*** DATA FOR REVIEW

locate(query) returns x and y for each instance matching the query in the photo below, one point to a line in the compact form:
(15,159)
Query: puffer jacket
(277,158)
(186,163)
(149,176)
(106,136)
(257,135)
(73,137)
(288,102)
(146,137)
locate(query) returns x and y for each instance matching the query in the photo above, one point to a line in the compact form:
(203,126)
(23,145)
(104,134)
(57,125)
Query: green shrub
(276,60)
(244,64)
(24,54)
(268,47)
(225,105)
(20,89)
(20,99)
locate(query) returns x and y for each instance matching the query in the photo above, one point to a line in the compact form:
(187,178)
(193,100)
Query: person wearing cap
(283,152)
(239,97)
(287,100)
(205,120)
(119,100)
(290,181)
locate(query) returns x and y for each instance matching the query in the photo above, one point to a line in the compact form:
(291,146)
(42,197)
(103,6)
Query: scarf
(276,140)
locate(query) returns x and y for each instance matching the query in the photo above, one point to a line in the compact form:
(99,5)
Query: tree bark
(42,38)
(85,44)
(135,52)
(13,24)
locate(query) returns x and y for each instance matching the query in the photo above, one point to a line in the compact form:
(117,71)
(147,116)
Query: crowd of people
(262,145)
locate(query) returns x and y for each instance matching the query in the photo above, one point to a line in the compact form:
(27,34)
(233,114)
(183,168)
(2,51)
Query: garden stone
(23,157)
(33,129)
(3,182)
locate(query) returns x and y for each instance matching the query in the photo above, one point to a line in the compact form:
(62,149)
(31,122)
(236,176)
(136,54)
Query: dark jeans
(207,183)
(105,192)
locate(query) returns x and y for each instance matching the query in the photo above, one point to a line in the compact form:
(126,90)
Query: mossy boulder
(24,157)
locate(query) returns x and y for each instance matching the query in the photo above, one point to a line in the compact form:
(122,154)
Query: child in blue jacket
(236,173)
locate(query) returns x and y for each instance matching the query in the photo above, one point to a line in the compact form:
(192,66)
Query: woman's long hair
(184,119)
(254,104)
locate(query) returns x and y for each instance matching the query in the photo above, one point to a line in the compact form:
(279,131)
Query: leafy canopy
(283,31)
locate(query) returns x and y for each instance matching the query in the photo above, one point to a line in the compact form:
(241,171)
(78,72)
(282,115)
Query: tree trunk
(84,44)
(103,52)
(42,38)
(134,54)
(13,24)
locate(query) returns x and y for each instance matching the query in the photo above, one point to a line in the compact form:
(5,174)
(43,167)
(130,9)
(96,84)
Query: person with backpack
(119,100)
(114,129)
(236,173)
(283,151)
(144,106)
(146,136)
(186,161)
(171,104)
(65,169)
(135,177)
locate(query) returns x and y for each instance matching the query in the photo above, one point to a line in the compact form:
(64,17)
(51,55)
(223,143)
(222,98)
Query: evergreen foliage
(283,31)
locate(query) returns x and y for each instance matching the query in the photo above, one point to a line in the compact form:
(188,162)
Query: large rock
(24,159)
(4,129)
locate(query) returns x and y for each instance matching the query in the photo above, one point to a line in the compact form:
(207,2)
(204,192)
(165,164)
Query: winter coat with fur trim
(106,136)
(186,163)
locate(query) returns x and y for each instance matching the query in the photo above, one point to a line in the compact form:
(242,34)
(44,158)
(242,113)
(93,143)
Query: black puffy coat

******

• WHAT IS NEEDED: Every entry should be printed again exactly as written.

• ANSWER TO THIS TASK:
locate(query) returns x and y for each instance matching the query in the photo below, one point to a line in the compact form:
(15,159)
Query: puffer jacket
(277,158)
(186,163)
(149,176)
(106,136)
(257,135)
(73,137)
(288,102)
(146,137)
locate(query) returns x and y for each instance matching the query in the photo above, one point to a line in the compact form:
(203,126)
(23,145)
(104,134)
(57,125)
Query: green shrub
(276,60)
(244,64)
(24,54)
(268,47)
(225,105)
(20,89)
(20,99)
locate(query) returns x and y for each instance matching the query in the photo above, one point to a line in the compact form:
(187,178)
(193,100)
Query: person wearing cap
(283,152)
(239,97)
(287,100)
(205,120)
(119,100)
(290,181)
locate(query) returns x and y for each instance matching the query in the photo above, one point to a line in the compact form:
(291,146)
(42,197)
(103,6)
Query: scarf
(276,140)
locate(query) returns x and y for each instance matching the query in the photo above, one point to a line in the compact form:
(99,5)
Query: tree bark
(42,38)
(85,44)
(135,52)
(13,24)
locate(query) returns x and y for each instance matching the query in the photo above, one point to a line in the compact form:
(117,71)
(147,116)
Query: crowd of people
(262,145)
locate(query) returns x and y for each instance matching the query in the photo above, one point to a line in the compact form:
(27,34)
(233,114)
(183,168)
(2,51)
Query: garden stone
(23,157)
(33,129)
(3,182)
locate(query) returns x and y for each instance matching the query in the photo above, one point to a line in the compact form:
(62,149)
(31,122)
(236,176)
(136,54)
Query: dark jeans
(207,183)
(105,192)
locate(query) returns x and y for each instance matching the query in the photo above, one point to a line in the compact form:
(126,90)
Query: mossy boulder
(24,157)
locate(query) returns x and y for each instance matching the query in the photo above, one point to a line in the compact form:
(122,154)
Query: child in blue jacket
(236,173)
locate(query) returns x and y for each instance matching the query in the photo above, one point to a line in the compact form:
(192,66)
Query: woman's long hair
(184,119)
(254,104)
locate(query) returns x and y for each instance matching the query in the photo above, one point to a line in the compact form:
(279,131)
Query: leafy canopy
(283,31)
locate(query) returns x and y for each instance matching the query in the photo above, one point to a line in the compact form:
(241,171)
(78,72)
(282,115)
Query: tree trunk
(84,44)
(103,52)
(42,38)
(134,54)
(13,24)
locate(query) returns x and y for each instance matching the query in the photo above, one point to a line in the compact form:
(5,174)
(43,167)
(130,9)
(96,84)
Query: person with backpack
(119,100)
(114,129)
(236,173)
(283,151)
(144,106)
(146,136)
(186,161)
(171,104)
(65,169)
(135,177)
locate(query) returns x and y for each instance matching the query in the photo above, one point to a line in the compact form:
(64,17)
(51,55)
(223,143)
(222,98)
Query: evergreen foliage
(283,31)
locate(query) returns x and y for each instance matching the query in the photo above, one point to a line in the compact form:
(188,162)
Query: large rock
(24,159)
(4,129)
locate(query) returns x and y for each instance matching the query in the photo above, one point to a line in the compact form:
(207,2)
(204,192)
(165,164)
Query: winter coat with fur trim
(106,136)
(186,163)
locate(query) returns x and y for each instance matching the query in the photo above, one point to a line in the compact form:
(242,34)
(44,158)
(242,113)
(93,143)
Query: black puffy coat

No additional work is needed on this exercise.